PROBLEM: Convert the items below into a numbered list, starting at the line that contains "Each instance receives one keypoint. Mark the sand" and ending at the final line of the items, with both ends included. Leave out any blank lines.

RECORDS SUPPLIED:
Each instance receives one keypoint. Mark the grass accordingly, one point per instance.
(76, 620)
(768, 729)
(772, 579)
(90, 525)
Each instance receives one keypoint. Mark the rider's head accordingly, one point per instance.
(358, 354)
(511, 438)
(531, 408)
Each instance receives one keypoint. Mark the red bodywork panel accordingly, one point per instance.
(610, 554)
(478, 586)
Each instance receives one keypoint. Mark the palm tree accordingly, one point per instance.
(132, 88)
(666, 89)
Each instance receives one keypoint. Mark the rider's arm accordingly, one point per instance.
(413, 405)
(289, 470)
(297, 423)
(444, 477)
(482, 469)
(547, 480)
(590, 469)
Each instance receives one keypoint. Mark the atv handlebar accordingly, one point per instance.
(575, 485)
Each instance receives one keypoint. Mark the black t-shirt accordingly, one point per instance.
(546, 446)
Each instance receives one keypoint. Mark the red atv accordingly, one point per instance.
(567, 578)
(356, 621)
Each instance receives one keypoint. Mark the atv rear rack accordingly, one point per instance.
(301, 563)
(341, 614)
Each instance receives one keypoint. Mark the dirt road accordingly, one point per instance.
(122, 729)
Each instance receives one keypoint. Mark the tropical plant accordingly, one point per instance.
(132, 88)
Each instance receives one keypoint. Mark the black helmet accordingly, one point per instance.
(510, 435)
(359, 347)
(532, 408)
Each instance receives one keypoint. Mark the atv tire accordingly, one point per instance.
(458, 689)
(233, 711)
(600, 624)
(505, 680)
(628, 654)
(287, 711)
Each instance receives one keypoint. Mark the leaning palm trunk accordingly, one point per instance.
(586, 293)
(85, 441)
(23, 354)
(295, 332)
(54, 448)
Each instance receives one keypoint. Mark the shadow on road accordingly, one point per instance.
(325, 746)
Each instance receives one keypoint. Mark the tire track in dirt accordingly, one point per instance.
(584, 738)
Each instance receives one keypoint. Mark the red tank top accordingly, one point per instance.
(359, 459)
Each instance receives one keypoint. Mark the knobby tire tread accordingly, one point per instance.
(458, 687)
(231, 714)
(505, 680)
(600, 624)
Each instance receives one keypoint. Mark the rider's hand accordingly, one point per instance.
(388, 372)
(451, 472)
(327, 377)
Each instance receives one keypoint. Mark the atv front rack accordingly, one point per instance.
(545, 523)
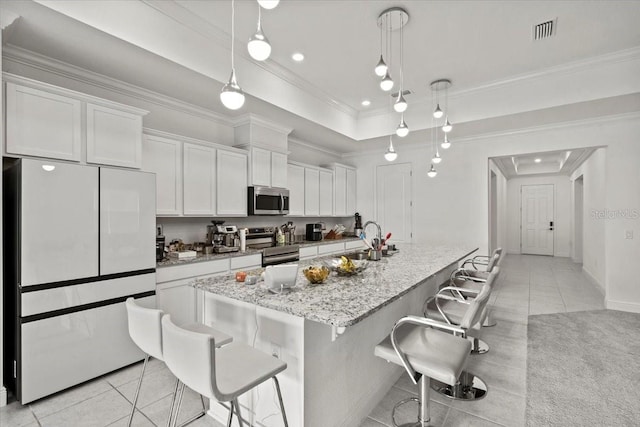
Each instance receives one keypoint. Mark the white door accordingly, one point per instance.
(127, 220)
(537, 219)
(59, 222)
(393, 200)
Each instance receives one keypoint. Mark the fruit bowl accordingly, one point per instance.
(316, 275)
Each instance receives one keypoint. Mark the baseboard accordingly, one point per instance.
(623, 306)
(593, 279)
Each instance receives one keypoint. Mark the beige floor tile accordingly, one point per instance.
(15, 414)
(98, 411)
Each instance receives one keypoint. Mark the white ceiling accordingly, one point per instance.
(181, 49)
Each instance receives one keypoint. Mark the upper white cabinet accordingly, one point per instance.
(268, 168)
(296, 189)
(311, 192)
(199, 182)
(47, 121)
(114, 137)
(231, 183)
(163, 156)
(326, 193)
(43, 124)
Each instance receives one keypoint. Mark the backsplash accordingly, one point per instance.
(195, 229)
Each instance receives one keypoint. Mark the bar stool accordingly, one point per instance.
(222, 374)
(145, 329)
(468, 316)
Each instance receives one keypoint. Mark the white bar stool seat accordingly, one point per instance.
(145, 329)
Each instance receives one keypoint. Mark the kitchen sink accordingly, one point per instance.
(358, 255)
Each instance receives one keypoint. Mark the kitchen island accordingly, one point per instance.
(326, 333)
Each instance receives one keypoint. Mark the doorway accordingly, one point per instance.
(537, 226)
(393, 200)
(578, 218)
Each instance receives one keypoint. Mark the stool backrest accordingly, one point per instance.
(145, 328)
(191, 357)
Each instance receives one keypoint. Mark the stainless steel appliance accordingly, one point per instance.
(272, 254)
(314, 232)
(79, 240)
(268, 201)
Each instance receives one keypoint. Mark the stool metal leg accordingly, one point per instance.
(135, 397)
(284, 415)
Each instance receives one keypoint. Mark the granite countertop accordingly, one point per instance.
(168, 261)
(344, 301)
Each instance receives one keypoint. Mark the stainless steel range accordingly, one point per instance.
(265, 238)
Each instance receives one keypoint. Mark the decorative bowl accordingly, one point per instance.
(315, 274)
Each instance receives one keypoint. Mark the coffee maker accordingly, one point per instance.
(224, 238)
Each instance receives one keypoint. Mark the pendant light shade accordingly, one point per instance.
(438, 113)
(231, 95)
(445, 144)
(402, 130)
(268, 4)
(259, 47)
(391, 154)
(386, 83)
(447, 126)
(381, 67)
(401, 104)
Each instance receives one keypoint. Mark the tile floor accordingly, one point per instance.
(527, 285)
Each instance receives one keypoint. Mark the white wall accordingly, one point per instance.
(562, 209)
(593, 226)
(453, 207)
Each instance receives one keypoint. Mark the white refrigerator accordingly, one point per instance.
(79, 240)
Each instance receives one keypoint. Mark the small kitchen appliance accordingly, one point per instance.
(314, 232)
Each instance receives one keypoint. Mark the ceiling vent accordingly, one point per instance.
(544, 30)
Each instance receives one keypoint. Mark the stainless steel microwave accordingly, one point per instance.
(268, 201)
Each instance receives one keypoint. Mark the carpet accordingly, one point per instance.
(583, 368)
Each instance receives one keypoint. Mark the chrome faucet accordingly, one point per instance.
(364, 230)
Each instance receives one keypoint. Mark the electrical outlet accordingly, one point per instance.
(275, 350)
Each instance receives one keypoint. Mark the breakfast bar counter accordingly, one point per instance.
(326, 333)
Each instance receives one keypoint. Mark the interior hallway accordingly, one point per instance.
(527, 285)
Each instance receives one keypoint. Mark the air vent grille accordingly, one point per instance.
(544, 30)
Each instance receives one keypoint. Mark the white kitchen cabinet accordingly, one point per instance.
(295, 183)
(163, 156)
(114, 137)
(199, 180)
(326, 193)
(231, 183)
(41, 123)
(340, 191)
(351, 192)
(311, 192)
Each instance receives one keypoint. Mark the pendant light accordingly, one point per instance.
(401, 104)
(258, 46)
(391, 154)
(381, 66)
(402, 130)
(268, 4)
(445, 144)
(231, 95)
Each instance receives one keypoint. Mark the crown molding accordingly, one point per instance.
(251, 118)
(11, 53)
(634, 115)
(196, 23)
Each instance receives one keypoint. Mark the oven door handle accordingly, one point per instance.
(280, 258)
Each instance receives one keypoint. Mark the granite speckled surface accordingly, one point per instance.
(345, 300)
(168, 261)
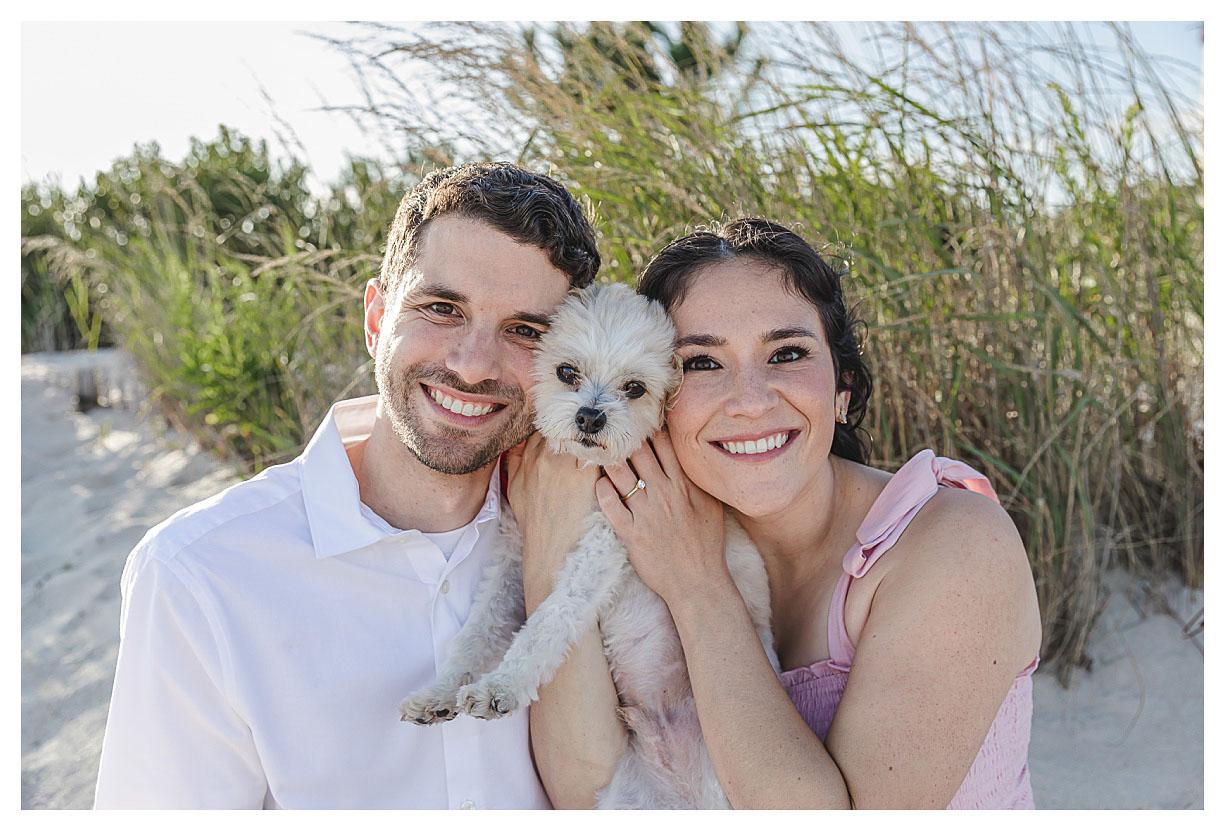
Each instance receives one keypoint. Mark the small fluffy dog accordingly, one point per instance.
(603, 374)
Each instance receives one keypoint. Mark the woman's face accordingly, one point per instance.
(755, 417)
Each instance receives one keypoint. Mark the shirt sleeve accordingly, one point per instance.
(173, 737)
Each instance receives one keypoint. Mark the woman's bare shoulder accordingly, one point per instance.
(962, 554)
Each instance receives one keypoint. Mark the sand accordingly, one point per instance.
(1127, 734)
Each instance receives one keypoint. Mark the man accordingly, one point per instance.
(268, 634)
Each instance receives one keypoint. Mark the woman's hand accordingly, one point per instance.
(673, 530)
(550, 495)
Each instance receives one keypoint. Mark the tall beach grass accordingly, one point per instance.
(1021, 210)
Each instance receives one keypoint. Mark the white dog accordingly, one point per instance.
(603, 374)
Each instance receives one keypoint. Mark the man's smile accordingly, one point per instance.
(469, 408)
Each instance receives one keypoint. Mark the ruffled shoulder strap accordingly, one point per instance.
(899, 501)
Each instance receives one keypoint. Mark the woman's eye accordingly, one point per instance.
(788, 354)
(698, 363)
(526, 331)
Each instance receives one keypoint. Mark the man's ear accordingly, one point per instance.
(375, 309)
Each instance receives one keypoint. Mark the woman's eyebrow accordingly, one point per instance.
(788, 331)
(700, 340)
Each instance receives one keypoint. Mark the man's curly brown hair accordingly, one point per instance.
(528, 207)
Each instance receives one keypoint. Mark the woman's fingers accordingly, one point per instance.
(610, 503)
(663, 445)
(621, 477)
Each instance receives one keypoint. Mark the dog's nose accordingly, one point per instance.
(589, 419)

ANSWER IN FULL:
1. Each instance receives one keypoint. Mark the sand accordingly, one point per instance.
2. (1127, 734)
3. Each instance receives one keypoint. Mark the man accordingly, one point per instance.
4. (268, 634)
5. Each instance receives one keypoint. Mark the woman's hand accordingly, one point per instance.
6. (673, 530)
7. (550, 495)
8. Each instance receives one keypoint. Mark the tall beach grass accordingly, one point per instance.
9. (1021, 210)
10. Each instance receives one keypoint. Mark the white dog accordingly, one point per instance.
11. (603, 374)
12. Each instance receives one keypoint. Mark the man's smile accordingly, one point per instance.
13. (469, 408)
14. Each instance receives one keypoint. Mark the ruffled shoulder strap accordingly, one point per instance.
15. (899, 501)
16. Each instance receives one keypoint. Mark the woman's eye accordingly, one point per instance.
17. (788, 354)
18. (698, 363)
19. (526, 331)
20. Each instance receives one keypoint. Mark the man's ear accordingly, one point per instance.
21. (375, 309)
22. Each instance receives one keypoint. Mark the woman's eyebrow accordingly, one point per instance.
23. (788, 331)
24. (700, 340)
25. Each instance receives one keypoint. Mark the man's curly brown hair accordingly, one point per instance.
26. (528, 207)
27. Each instance receives one keypoint. Mark the woman's fingers accordingly, one point per instance.
28. (610, 503)
29. (663, 445)
30. (621, 477)
31. Each instance receives one keypoint. Mark the dog's nose accordingly, one point per instance.
32. (589, 419)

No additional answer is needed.